* _Description of the task_
Write out the entries verbatim and leave the images out of the copy.
+ + + + + + +
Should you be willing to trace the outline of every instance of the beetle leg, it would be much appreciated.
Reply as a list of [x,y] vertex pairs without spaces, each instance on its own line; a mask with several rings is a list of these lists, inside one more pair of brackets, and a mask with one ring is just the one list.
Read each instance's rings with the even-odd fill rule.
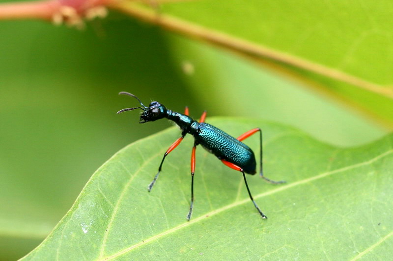
[[193,152],[191,153],[191,204],[190,205],[190,211],[187,214],[187,220],[190,221],[191,215],[193,214],[193,207],[194,206],[194,174],[195,173],[195,150],[196,145],[194,144],[193,147]]
[[263,156],[263,151],[262,150],[262,130],[260,129],[260,128],[255,128],[255,129],[253,129],[252,130],[250,130],[249,131],[242,134],[240,136],[237,138],[237,140],[241,142],[243,140],[245,140],[249,138],[251,135],[254,134],[257,132],[259,132],[259,137],[260,137],[260,143],[259,143],[259,147],[260,149],[260,153],[259,156],[259,164],[260,166],[260,170],[259,171],[259,176],[261,176],[262,178],[269,182],[269,183],[272,183],[272,184],[280,184],[281,183],[285,183],[285,181],[284,180],[281,180],[280,181],[275,181],[274,180],[272,180],[270,179],[268,179],[265,177],[263,175],[263,164],[262,162],[262,158]]
[[250,196],[250,198],[251,199],[251,201],[253,201],[253,203],[254,204],[254,206],[255,206],[255,207],[258,210],[258,212],[259,213],[259,214],[260,214],[262,218],[267,218],[267,217],[266,215],[265,215],[265,214],[264,214],[262,212],[262,211],[261,211],[259,207],[258,207],[257,205],[256,205],[256,203],[255,203],[255,201],[254,201],[254,199],[253,198],[253,196],[251,195],[251,192],[250,192],[250,189],[249,189],[249,185],[248,184],[247,184],[247,180],[246,179],[246,174],[244,174],[244,171],[243,170],[243,168],[239,167],[237,165],[233,164],[233,163],[231,163],[230,162],[226,161],[225,160],[221,160],[221,161],[223,162],[223,163],[224,163],[230,168],[233,168],[235,170],[238,170],[239,171],[241,171],[243,173],[243,177],[244,179],[244,183],[246,183],[246,187],[247,188],[247,191],[249,191],[249,195]]
[[158,175],[160,174],[160,172],[161,171],[161,168],[162,168],[163,166],[163,163],[164,163],[164,160],[165,159],[165,157],[167,157],[167,155],[168,155],[169,153],[169,152],[173,150],[173,149],[174,149],[174,148],[176,147],[177,145],[180,143],[180,142],[181,142],[182,141],[183,141],[183,139],[184,138],[184,136],[183,136],[180,138],[179,138],[179,139],[178,139],[177,140],[176,140],[176,141],[174,142],[172,144],[172,145],[170,145],[170,146],[169,146],[169,148],[167,150],[167,151],[165,152],[165,153],[164,153],[164,157],[163,157],[163,159],[161,161],[161,164],[160,164],[160,167],[159,167],[158,168],[158,172],[154,176],[154,179],[153,180],[153,181],[152,181],[150,183],[150,184],[149,184],[149,186],[147,186],[147,190],[149,191],[151,190],[151,189],[153,188],[153,186],[154,186],[154,184],[156,183],[157,179],[158,178]]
+ + + + + + +
* _Completed task_
Should you be willing to trace the outline of every instance of the beetle leg, it would be much appreciated.
Reply as a list of [x,y] vertex pairs without spaces, each instance on its own line; a mask with several rings is a list of these lists, inside one more pair of brackets, and a mask with one ring is just the one list.
Read each instance's rings with the even-odd fill rule.
[[193,152],[191,153],[191,204],[190,205],[190,211],[187,214],[187,220],[190,221],[191,215],[193,214],[193,207],[194,206],[194,174],[195,173],[195,150],[196,145],[194,144],[193,147]]
[[263,156],[263,151],[262,150],[262,130],[260,129],[260,128],[255,128],[255,129],[253,129],[252,130],[250,130],[249,131],[242,134],[240,136],[237,138],[237,140],[241,142],[243,140],[245,140],[249,138],[251,135],[254,134],[257,132],[259,132],[259,137],[260,137],[260,143],[259,143],[259,147],[260,149],[260,153],[259,156],[259,164],[260,166],[260,170],[259,171],[259,176],[261,176],[262,178],[269,182],[269,183],[272,183],[272,184],[280,184],[281,183],[285,183],[285,181],[284,180],[281,180],[280,181],[275,181],[274,180],[272,180],[270,179],[268,179],[265,177],[263,175],[263,164],[262,162],[262,158]]
[[250,196],[250,198],[251,199],[251,201],[253,201],[253,203],[254,204],[254,206],[255,206],[255,207],[258,210],[258,212],[259,213],[259,214],[260,214],[262,218],[267,218],[267,217],[266,215],[265,215],[265,214],[264,214],[262,212],[262,211],[261,211],[259,207],[258,207],[257,205],[256,205],[256,203],[255,203],[255,201],[254,201],[254,199],[253,198],[253,196],[251,195],[251,192],[250,192],[250,189],[249,189],[249,185],[248,184],[247,184],[247,180],[246,179],[246,174],[244,174],[244,171],[243,170],[243,168],[239,167],[237,165],[233,164],[233,163],[231,163],[230,162],[226,161],[225,160],[221,160],[221,161],[223,162],[223,163],[224,163],[230,168],[233,168],[235,170],[238,170],[239,171],[241,171],[243,173],[243,177],[244,179],[244,183],[246,183],[246,187],[247,188],[247,191],[249,191],[249,195]]
[[158,175],[160,174],[160,172],[161,171],[161,168],[162,168],[163,166],[163,163],[164,163],[164,160],[165,159],[165,157],[167,157],[167,155],[168,155],[169,153],[169,152],[173,150],[173,149],[174,149],[174,148],[176,147],[177,145],[180,143],[180,142],[181,142],[182,141],[183,141],[183,139],[184,138],[184,136],[183,136],[180,138],[179,138],[179,139],[178,139],[177,140],[176,140],[176,141],[174,142],[172,144],[172,145],[170,145],[170,146],[169,146],[169,148],[167,150],[167,151],[165,152],[165,153],[164,153],[164,157],[163,157],[163,159],[161,161],[161,164],[160,164],[160,167],[159,167],[158,168],[158,172],[154,176],[154,179],[153,180],[153,181],[152,181],[150,183],[150,184],[149,184],[149,186],[147,186],[147,190],[149,191],[151,190],[151,189],[153,188],[153,186],[154,186],[154,184],[156,183],[157,179],[158,178]]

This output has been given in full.